WHAT IS EXPECTED: Continue the passage about California's drought and its shrinking reservoirs, starting after its final sentence.
**** TEXT PASSAGE
TikTok influencers aren’t the only thirsty critters in California. Thanks to the severe drought, farmers, forests, and fish are, too. This past May was the fifth-driest May and 2021, to date, is the 15th-driest year for the Golden State over the past 127 years.
Drought is nothing new for Northern California and many other parts of the country. Same for the fight over water rights. But this year has already been a kick in the ass, and summer hasn’t even started. Coming out of a warmer and drier winter and a very poor rainy season, the snowpack in the Sierra Nevadas was at just over half its normal amount.
Runoff from the accumulated snow in the mountains is supposed to fill the lakes in the region — Shasta, Folsom, and Oroville being the largest — which are supposed to store and supply water for agriculture and also wildlife that rely on the river systems between the lakes and the ocean. Instead, runoff is simply disappearing into the ground before reaching the lakes.
According to the California Department of Water Resources, Shasta is currently at 42% of normal levels, Oroville is 37%, and Folsom 36%, 68 feet below last year’s level — and they’re all still dropping.
********
**** DATASET CONTENT
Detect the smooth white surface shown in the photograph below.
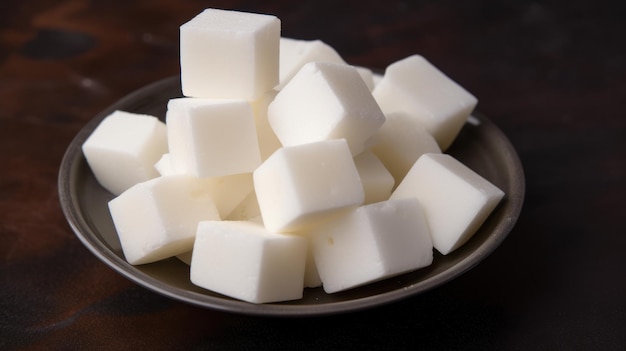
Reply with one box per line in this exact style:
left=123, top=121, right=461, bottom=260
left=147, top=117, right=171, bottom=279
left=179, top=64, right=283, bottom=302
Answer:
left=371, top=112, right=441, bottom=184
left=390, top=154, right=504, bottom=255
left=166, top=98, right=261, bottom=177
left=268, top=62, right=385, bottom=156
left=190, top=221, right=308, bottom=303
left=108, top=175, right=220, bottom=265
left=372, top=55, right=478, bottom=150
left=354, top=151, right=395, bottom=204
left=251, top=90, right=282, bottom=160
left=309, top=198, right=433, bottom=293
left=253, top=139, right=365, bottom=232
left=82, top=111, right=167, bottom=195
left=276, top=37, right=346, bottom=90
left=180, top=9, right=280, bottom=101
********
RESULT:
While farms struggle and wildfires get larger and more intense, drought is pushing already endangered wild salmon and steelhead that are native to the region to the edge of extinction.
Chinook salmon and steelhead return every year to the rivers of coastal watersheds in Northern California like the Klamath, Sacramento, and American to spawn. Dams throughout these river basins have already shrunk salmon and steelhead spawning habitat by up to 95% and populations to single-digit percentages of their historic numbers in some places.
Since the fish rely on the colder water that dams release for the viability of their eggs, additional sustained drought like this spells potential disaster for fish. During the 2014 and 2015 drought, because levels were so low, water released from Lake Shasta rose to a temperature that killed almost all juvenile chinook.
Higher water temperatures and lower water levels also increase the possibility for disease and other water quality issues like harmful algal blooms that contribute substantially to fish mortality and harm to the overall ecosystem.
Water diversion is a constant battle, but some headway is being made to conserve and distribute water as equitably as possible to agricultural, municipal, and fisheries stakeholders. Organizations like the Golden State Salmon Association and San Francisco Baykeeper, however, are concerned that with water levels so low, this year could be a repeat of 2014-15 for this season’s spawning fish.
Another area of potential relief could be the Pacific Fishery Management Council‘s deciding to restrict recreational and commercial season length or size and bag limits — something the council was already considering based solely on salmon return forecasts.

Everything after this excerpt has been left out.